◆ Exercise text ◆
-=-=-

March saw the ITW Global Leaders’ Forum (GLF) hold its first in-person meeting since the pandemic at Capacity Middle East. In attendance were representatives from the GLF’s 22 board member companies, including Obaid Ur Rahman, head of wholesale at Axiata Group Berhad.
For Axiata Group, which joined the industry body in June 2021, it wasn’t just Rahman’s first physical board meeting, but an opportunity for Axiata to advance its work on fraud and security.
“My agenda is very clear with the GLF: we don’t want to be a party that just shares information, we want to actively contribute to the betterment of the industry as far as the Asia-Pacific region is concerned. That is what we have set as our internal objective for our GLF participation,” Rahman says. “Our econometrics and geopolitics here in Asia are a little different from what other members bring to the table, and we are proud to bring that diversity,” he adds.
To date, Axiata has been involved in the fraud workstream, which allowed the group to share how it has tackled fraud in its markets, particularly in voice – elaborating not only on what went wrong, but how to fix it, from a receiving party perspective.
“We are able to propel our internal efforts in anti-fraud and help to mitigate it in our businesses,” Rahman says. “Voice still represents a sizeable share of commercial value across our markets. We have about 19 million expats living and working outside our home market,” he explains.

-=-=-

◆ Required action ◆
Copy the passage from the GLF article starting with "March saw the" and going on through "Axiata Group Berhad.".

◆ Available data ◆
-=-=-

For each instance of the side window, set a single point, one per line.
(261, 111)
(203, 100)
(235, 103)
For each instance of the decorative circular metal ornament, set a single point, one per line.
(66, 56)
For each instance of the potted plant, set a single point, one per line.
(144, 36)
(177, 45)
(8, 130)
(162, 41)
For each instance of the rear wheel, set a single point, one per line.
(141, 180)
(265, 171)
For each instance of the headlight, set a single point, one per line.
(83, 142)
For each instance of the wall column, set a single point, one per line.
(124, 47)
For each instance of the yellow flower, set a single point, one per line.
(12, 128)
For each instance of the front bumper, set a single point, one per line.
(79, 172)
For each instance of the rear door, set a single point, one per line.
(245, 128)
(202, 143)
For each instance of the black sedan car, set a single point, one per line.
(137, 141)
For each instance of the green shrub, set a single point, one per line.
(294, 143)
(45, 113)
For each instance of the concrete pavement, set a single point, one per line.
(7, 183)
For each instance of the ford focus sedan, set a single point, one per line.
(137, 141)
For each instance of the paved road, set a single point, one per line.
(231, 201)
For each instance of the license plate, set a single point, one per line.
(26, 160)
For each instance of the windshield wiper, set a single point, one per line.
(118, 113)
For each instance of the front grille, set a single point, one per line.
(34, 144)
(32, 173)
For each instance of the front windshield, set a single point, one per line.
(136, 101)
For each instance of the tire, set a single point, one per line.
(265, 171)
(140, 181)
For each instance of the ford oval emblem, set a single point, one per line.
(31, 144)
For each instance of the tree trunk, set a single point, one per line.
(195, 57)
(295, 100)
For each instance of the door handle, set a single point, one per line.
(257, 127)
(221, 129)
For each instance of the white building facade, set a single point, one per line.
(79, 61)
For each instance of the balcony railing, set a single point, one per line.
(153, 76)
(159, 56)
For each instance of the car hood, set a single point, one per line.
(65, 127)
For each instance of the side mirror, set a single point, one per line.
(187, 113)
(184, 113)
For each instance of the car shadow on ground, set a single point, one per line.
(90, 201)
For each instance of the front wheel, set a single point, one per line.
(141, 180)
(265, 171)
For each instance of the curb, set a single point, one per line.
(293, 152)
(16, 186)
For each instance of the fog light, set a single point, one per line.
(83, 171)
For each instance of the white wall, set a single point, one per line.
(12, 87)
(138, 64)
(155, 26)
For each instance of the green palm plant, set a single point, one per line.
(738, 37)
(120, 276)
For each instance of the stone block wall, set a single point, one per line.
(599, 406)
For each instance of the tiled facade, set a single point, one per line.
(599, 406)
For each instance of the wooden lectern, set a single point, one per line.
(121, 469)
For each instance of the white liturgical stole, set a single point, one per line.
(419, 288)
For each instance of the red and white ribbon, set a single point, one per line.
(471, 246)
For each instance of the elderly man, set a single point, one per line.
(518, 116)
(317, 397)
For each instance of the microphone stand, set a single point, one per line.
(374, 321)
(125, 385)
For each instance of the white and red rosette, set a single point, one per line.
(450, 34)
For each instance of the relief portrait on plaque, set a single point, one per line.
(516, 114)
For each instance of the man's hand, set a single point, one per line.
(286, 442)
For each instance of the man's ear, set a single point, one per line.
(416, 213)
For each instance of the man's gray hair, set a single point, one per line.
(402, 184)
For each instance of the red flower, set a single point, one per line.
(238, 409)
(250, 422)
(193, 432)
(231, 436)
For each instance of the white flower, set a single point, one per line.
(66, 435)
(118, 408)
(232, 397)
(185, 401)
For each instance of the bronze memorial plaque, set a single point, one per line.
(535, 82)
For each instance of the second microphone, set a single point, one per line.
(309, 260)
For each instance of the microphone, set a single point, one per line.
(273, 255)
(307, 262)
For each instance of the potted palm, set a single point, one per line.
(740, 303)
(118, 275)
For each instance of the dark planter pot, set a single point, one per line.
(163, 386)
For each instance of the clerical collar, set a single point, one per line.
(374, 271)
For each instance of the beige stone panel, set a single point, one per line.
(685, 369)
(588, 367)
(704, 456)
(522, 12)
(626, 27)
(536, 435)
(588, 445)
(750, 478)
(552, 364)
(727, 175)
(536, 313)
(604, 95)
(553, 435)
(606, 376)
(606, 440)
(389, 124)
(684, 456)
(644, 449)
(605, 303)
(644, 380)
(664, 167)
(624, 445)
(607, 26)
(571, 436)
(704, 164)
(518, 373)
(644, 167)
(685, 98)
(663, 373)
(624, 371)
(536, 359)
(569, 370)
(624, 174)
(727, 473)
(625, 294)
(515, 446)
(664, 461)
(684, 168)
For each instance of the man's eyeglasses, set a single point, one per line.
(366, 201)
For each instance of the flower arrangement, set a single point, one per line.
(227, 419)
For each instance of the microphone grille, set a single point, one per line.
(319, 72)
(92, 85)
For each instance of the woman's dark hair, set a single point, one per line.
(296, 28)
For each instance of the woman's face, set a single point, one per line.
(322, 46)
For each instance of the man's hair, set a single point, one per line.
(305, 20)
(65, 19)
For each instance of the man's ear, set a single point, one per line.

-=-=-

◆ Task answer ◆
March saw the ITW Global Leaders’ Forum (GLF) hold its first in-person meeting since the pandemic at Capacity Middle East. In attendance were representatives from the GLF’s 22 board member companies, including Obaid Ur Rahman, head of wholesale at Axiata Group Berhad.